▸ Task prompt: Reproduce only the lines of the entries starting at the line that contains "Where can the white collared" and ending at the line that contains "(746, 1062)", keeping the requests unchanged. Scale every x and y coordinate in the answers by 1.3, rounding each result to a whole number with halves rounded up.

▸ Data extract:
----------------------------------------
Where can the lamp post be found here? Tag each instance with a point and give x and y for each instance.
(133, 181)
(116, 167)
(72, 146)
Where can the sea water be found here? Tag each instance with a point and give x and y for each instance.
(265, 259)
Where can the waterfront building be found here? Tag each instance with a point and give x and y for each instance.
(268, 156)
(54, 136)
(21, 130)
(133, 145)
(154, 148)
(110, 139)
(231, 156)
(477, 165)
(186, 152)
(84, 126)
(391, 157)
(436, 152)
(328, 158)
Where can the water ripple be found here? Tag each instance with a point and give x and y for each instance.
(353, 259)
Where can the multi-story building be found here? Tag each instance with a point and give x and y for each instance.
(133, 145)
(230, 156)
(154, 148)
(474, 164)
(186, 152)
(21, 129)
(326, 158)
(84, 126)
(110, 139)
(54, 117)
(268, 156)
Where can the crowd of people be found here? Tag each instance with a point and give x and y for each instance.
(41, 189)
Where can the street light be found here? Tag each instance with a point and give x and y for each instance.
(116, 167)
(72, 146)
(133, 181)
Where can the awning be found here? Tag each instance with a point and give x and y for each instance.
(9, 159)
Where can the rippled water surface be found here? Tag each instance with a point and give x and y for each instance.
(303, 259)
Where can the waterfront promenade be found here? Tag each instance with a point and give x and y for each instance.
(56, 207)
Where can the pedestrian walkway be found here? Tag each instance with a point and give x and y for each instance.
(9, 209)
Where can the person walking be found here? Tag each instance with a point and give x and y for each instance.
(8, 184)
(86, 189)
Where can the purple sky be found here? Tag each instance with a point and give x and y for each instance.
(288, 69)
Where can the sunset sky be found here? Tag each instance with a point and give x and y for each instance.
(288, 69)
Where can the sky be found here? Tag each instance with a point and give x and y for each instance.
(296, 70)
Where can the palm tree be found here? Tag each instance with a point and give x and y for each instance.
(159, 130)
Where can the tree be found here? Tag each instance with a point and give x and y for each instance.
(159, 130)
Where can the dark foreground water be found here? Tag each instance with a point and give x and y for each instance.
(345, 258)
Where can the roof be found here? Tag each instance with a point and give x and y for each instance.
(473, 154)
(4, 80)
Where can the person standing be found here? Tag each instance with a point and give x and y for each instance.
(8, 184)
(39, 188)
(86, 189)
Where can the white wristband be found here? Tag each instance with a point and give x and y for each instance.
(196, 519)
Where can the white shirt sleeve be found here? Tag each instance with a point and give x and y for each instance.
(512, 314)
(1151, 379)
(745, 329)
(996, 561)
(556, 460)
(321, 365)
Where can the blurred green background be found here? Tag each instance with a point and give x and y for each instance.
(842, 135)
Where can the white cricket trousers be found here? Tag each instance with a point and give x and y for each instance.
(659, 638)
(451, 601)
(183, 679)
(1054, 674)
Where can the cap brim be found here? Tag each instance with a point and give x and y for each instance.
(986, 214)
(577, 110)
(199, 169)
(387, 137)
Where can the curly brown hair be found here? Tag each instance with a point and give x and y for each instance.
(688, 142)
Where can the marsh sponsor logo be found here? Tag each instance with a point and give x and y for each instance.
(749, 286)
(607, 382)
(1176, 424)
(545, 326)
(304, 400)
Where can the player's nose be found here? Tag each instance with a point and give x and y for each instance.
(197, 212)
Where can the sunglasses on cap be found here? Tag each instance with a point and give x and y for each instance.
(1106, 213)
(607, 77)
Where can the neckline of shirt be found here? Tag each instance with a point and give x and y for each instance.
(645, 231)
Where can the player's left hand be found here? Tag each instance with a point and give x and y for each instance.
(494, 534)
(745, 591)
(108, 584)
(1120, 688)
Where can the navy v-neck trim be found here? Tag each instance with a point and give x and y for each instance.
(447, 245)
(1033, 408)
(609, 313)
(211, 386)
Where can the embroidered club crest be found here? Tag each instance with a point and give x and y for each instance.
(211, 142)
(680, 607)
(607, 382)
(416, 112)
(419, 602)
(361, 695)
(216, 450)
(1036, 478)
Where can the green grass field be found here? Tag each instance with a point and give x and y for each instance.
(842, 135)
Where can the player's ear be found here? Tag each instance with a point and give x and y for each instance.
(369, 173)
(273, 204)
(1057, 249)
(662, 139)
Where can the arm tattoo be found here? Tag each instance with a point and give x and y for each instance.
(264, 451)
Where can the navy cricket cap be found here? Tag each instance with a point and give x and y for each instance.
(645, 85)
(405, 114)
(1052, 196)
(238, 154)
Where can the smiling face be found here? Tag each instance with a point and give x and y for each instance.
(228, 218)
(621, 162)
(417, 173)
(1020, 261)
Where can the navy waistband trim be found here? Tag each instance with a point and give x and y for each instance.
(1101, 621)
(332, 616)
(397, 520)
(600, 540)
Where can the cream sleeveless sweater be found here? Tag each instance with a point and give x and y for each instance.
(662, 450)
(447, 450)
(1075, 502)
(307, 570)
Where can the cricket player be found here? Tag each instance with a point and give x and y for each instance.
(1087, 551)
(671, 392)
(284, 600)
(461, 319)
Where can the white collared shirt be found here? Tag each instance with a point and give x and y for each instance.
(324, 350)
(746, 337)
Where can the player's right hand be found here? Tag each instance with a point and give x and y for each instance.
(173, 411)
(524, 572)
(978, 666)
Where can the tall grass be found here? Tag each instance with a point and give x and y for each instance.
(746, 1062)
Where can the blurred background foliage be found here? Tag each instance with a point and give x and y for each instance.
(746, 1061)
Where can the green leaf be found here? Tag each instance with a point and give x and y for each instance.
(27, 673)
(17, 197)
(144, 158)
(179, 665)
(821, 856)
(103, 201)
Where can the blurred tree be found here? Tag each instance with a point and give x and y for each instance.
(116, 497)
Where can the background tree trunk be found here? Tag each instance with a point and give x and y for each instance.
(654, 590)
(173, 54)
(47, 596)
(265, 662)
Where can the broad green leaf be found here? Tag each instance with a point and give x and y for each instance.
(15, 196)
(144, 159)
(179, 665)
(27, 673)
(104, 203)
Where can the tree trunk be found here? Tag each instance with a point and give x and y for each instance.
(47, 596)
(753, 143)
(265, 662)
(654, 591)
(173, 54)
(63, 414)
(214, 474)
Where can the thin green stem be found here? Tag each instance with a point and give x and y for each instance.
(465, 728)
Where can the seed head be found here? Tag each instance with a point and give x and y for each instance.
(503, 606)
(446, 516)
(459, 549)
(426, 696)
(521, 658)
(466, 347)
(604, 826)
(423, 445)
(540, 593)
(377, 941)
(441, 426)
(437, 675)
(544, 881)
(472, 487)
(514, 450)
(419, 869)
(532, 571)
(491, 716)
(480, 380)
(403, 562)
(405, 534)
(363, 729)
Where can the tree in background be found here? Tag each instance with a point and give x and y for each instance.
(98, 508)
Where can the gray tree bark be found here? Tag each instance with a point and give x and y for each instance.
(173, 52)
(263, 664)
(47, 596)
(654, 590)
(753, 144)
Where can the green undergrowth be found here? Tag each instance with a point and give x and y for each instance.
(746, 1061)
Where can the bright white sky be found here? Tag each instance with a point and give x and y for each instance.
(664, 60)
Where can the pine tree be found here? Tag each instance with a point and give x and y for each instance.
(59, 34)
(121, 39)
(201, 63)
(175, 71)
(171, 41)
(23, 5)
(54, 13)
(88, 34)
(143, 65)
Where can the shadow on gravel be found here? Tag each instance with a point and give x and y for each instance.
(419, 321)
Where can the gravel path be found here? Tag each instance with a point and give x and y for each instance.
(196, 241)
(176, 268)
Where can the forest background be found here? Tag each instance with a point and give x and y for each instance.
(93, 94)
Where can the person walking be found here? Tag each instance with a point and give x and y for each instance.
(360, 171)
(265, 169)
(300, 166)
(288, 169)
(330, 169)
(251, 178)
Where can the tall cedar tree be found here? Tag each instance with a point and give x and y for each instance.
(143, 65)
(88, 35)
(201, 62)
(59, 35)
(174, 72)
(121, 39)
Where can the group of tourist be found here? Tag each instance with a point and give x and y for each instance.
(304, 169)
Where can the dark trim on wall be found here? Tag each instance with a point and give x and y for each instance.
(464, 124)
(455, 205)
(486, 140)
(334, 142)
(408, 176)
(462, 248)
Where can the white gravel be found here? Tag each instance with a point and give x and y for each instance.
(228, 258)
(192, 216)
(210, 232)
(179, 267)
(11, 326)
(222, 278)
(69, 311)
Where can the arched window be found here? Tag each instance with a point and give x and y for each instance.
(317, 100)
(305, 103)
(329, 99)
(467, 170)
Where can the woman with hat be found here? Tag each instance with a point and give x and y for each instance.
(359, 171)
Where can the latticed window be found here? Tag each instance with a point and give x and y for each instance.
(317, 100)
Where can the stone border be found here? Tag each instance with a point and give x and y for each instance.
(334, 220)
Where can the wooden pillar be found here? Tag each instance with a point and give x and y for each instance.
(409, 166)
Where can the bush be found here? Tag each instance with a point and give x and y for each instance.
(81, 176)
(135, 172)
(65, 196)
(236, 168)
----------------------------------------
▸ Answer for this exercise:
Where can the white collared shirt be found here? Tag each instance with a point and give x and y for each instance.
(421, 455)
(970, 438)
Where can the player's right hand be found here? Tag each instance with a point and give x and y for each instance.
(225, 534)
(681, 744)
(1271, 866)
Where can the tall grass be found here? Tag each instance with a point and give x and y for each instance.
(970, 1381)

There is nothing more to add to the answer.